### Requirement 1:
Reproduce verbatim the part of the subsidy investigation text between "Before analysing the" and "the following reasons.", inclusive.

### Document segment:
##########
This case was initiated during the transition period following the withdrawal of the United Kingdom (‘UK’) from the EU. During this transition period, the UK remained subject to Union law. The transition period ended on 31 December 2020. Consequently, as of 1 January 2021, companies and associations located in the UK no longer qualified as interested parties in this proceeding. In conclusion, as the UK is no longer subject to the Union law, the findings on subsidy and injury are based on the EU-27 market data.

3.   SUBSIDISATION

3.1.   Introduction: Presentation of Government plans, projects and other documents

(87)

Before analysing the alleged subsidisation in the form of subsidies or subsidy programmes, the Commission assessed government plans, projects, and other documents, which were relevant for the analysis of the investigated subsidy programmes. It found that all subsidies or subsidy programmes under assessment form part of the implementation of the GOC’s central planning to encourage the ACF industry for the following reasons.

(88)

The direction of the Chinese economy is to a significant degree determined by an elaborate system of planning which sets out priorities and prescribes the goals the central and local governments must focus on. Relevant plans exist at all levels of government and cover all economic sectors. The objectives set by the planning instruments are of binding nature and the authorities at each administrative level monitor the implementation of the plans by the corresponding lower level of government. Overall, the system of planning in the PRC results in resources being allocated to sectors designated as strategic or otherwise politically important by the government, rather than being allocated in line with market forces (12).

(89)

ACF is regarded as a key product by the GOC, as found in public policy documents and lists. Such categorisation is of significant importance as it qualifies given sectors for coverage by a variety of specific policies and support measures designed to spur development in each sector (13). ACF is also integrated within the new materials in the Made in China 2025 strategy (14) and is included in numerous plans, directives and other documents, which are issued at national, regional and municipal level, and are mutually interlinked. Examples of such key policy documents include the following plans, projects and other documents.

(90)

The “10th Five Year Plan of Economic and Social Development (2001-2005)” indicates that the acceleration of industrial restructuring and reorganization would be undertaken with the objective of the development of industrial products, including the raw materials industry, and more specifically, alumina (15).
##########
### Requirement 2:
Quote the records from the line holding "of the stone" through the end of the records, inclusive.
##########
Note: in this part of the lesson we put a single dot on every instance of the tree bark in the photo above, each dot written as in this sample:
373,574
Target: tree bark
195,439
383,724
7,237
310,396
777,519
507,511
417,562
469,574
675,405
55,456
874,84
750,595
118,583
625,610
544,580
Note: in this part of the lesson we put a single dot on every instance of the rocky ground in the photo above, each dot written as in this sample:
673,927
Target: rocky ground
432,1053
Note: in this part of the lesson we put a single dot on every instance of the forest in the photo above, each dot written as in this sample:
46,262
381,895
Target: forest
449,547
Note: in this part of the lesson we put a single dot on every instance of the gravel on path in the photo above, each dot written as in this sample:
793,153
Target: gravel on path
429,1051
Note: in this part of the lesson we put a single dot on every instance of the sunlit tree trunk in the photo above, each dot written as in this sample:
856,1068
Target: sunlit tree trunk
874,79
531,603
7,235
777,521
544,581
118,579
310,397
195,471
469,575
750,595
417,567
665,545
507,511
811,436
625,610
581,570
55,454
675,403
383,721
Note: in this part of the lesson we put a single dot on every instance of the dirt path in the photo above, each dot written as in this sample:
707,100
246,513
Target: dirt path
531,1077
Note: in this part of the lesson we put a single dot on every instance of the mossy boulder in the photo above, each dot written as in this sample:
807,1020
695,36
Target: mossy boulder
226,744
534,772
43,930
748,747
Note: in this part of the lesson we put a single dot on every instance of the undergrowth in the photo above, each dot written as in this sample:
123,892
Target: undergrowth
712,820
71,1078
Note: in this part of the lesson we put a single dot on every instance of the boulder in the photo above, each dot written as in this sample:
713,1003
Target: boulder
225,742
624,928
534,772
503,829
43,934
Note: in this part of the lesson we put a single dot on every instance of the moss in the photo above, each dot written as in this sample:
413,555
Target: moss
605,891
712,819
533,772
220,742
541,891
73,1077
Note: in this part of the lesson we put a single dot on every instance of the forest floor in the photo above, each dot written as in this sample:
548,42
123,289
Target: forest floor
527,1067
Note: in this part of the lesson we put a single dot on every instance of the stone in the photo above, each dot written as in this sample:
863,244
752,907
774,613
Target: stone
##########
### Response 1:
Before analysing the alleged subsidisation in the form of subsidies or subsidy programmes, the Commission assessed government plans, projects, and other documents, which were relevant for the analysis of the investigated subsidy programmes. It found that all subsidies or subsidy programmes under assessment form part of the implementation of the GOC’s central planning to encourage the ACF industry for the following reasons.

### Response 2:
Note: in this part of the lesson we put a single dot on every instance of the stone in the photo above, each dot written as in this sample:
863,244
752,907
774,613
Target: stone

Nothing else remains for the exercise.